EXERCISE TEXT:
Implement Markdown-to-HTML parser
Company: Samsara
Role: Software Engineer
Category: Coding & Algorithms
Difficulty: Medium
Interview Round: Technical Screen
Quick Answer: This question evaluates parsing and string-processing skills, including tokenization, stateful scanning, inline versus block-level markup handling, edge-case management (e.g., unmatched delimiters, trailing spaces, empty paragraphs) and reasoning about time and space complexity.
Constraints
- 0 <= len(text) <= 200000
- The parser only needs to support paragraphs, soft line breaks, blockquotes, and strikethrough as described.
- A blockquote marker is recognized only when a line starts with the exact prefix `> `.

WORK TASK 1:
Copy from the Markdown parser problem the passage between "Implement Markdown-to-HTML parser" and "and space complexity.", inclusive.

PROVIDED ENTRIES:
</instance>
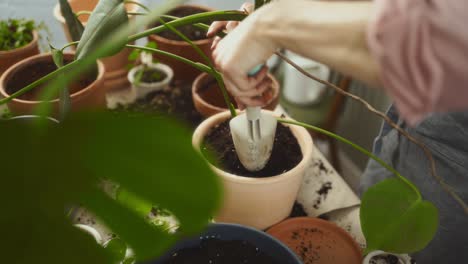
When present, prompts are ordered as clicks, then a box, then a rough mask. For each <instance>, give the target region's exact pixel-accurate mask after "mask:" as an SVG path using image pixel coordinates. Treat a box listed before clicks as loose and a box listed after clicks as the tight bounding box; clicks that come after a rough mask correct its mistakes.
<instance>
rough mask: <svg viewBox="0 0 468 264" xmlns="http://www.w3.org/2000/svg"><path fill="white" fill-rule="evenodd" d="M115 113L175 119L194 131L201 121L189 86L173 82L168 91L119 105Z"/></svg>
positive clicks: (201, 119) (148, 96) (200, 118)
mask: <svg viewBox="0 0 468 264" xmlns="http://www.w3.org/2000/svg"><path fill="white" fill-rule="evenodd" d="M116 111H129V112H143V113H148V114H162V115H170V116H173V117H176V118H178V119H180V120H182V121H183V122H186V123H188V125H190V126H191V127H192V128H193V129H195V128H196V127H197V126H198V125H199V124H200V123H201V121H202V116H201V115H200V114H199V113H198V112H197V110H196V109H195V106H194V105H193V101H192V91H191V84H188V83H184V82H180V81H173V82H172V83H171V84H170V85H169V89H165V90H161V91H155V92H152V93H149V94H147V95H146V96H145V97H144V98H141V99H138V100H137V101H136V102H134V103H132V104H129V105H125V106H123V105H120V106H119V107H118V108H117V109H116Z"/></svg>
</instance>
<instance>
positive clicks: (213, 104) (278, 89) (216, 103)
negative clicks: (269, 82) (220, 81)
mask: <svg viewBox="0 0 468 264" xmlns="http://www.w3.org/2000/svg"><path fill="white" fill-rule="evenodd" d="M268 77H269V78H270V80H271V81H272V82H271V88H270V89H271V91H272V96H271V99H270V101H269V102H268V103H267V104H266V105H265V106H264V107H263V108H264V109H266V110H272V111H273V110H275V108H276V106H277V105H278V101H279V94H280V93H279V92H280V86H279V83H278V81H277V80H276V78H275V77H274V76H273V75H271V74H268ZM192 100H193V104H194V105H195V109H197V111H198V112H199V113H200V114H201V115H203V116H204V117H210V116H212V115H215V114H217V113H221V112H224V111H226V110H227V107H226V101H225V100H224V97H223V94H222V92H221V90H220V89H219V86H218V84H217V83H216V80H215V79H214V78H213V77H212V76H211V75H209V74H207V73H202V74H200V75H199V76H198V77H197V78H196V79H195V81H194V82H193V85H192ZM231 102H232V103H233V104H234V106H236V102H235V101H234V100H233V98H232V97H231Z"/></svg>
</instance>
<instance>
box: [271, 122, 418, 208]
mask: <svg viewBox="0 0 468 264" xmlns="http://www.w3.org/2000/svg"><path fill="white" fill-rule="evenodd" d="M277 120H278V122H280V123H284V124H291V125H296V126H301V127H304V128H308V129H311V130H314V131H316V132H318V133H321V134H324V135H327V136H329V137H332V138H334V139H336V140H338V141H341V142H343V143H345V144H347V145H349V146H351V147H352V148H354V149H355V150H357V151H359V152H361V153H363V154H364V155H366V156H367V157H369V158H371V159H373V160H375V161H376V162H377V163H379V164H380V165H382V167H384V168H386V169H387V170H388V171H390V172H391V173H393V174H395V176H397V177H398V178H399V179H400V180H401V181H403V182H404V183H405V184H407V185H408V186H409V187H411V189H413V190H414V192H415V193H417V195H418V198H419V199H422V196H421V193H420V192H419V190H418V188H416V186H415V185H414V184H413V183H411V182H410V181H409V180H408V179H406V178H405V177H403V176H401V174H400V173H398V171H397V170H395V169H394V168H393V167H391V166H390V165H388V164H387V163H385V161H383V160H382V159H380V158H379V157H377V156H375V155H374V154H372V153H371V152H370V151H368V150H366V149H365V148H363V147H361V146H359V145H357V144H355V143H353V142H352V141H350V140H348V139H346V138H344V137H341V136H339V135H337V134H334V133H332V132H330V131H328V130H325V129H322V128H319V127H316V126H312V125H309V124H306V123H302V122H298V121H293V120H289V119H284V118H277Z"/></svg>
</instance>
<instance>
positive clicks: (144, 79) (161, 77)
mask: <svg viewBox="0 0 468 264" xmlns="http://www.w3.org/2000/svg"><path fill="white" fill-rule="evenodd" d="M136 76H137V77H136V78H137V79H140V82H143V83H157V82H160V81H162V80H164V79H166V77H167V74H166V73H165V72H163V71H161V70H158V69H154V68H146V69H141V70H139V71H138V72H137V73H136Z"/></svg>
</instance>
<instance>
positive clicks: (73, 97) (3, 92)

WORK TASK 2:
Rewrite the entries from their start through the line holding "positive clicks: (201, 119)", inclusive, with "rough mask" changed to "coarse mask" and nothing else altered. Leave the pictures out.

RESULT 1:
Implement Markdown-to-HTML parser
Company: Samsara
Role: Software Engineer
Category: Coding & Algorithms
Difficulty: Medium
Interview Round: Technical Screen
Quick Answer: This question evaluates parsing and string-processing skills, including tokenization, stateful scanning, inline versus block-level markup handling, edge-case management (e.g., unmatched delimiters, trailing spaces, empty paragraphs) and reasoning about time and space complexity.

RESULT 2:
</instance>
When present, prompts are ordered as clicks, then a box, then a coarse mask. For each <instance>, give the target region's exact pixel-accurate mask after "mask:" as an SVG path using image pixel coordinates. Treat a box listed before clicks as loose and a box listed after clicks as the tight bounding box; clicks that come after a coarse mask correct its mistakes.
<instance>
coarse mask: <svg viewBox="0 0 468 264" xmlns="http://www.w3.org/2000/svg"><path fill="white" fill-rule="evenodd" d="M115 113L175 119L194 131L201 121L189 86L173 82L168 91L119 105Z"/></svg>
positive clicks: (201, 119) (148, 96) (200, 118)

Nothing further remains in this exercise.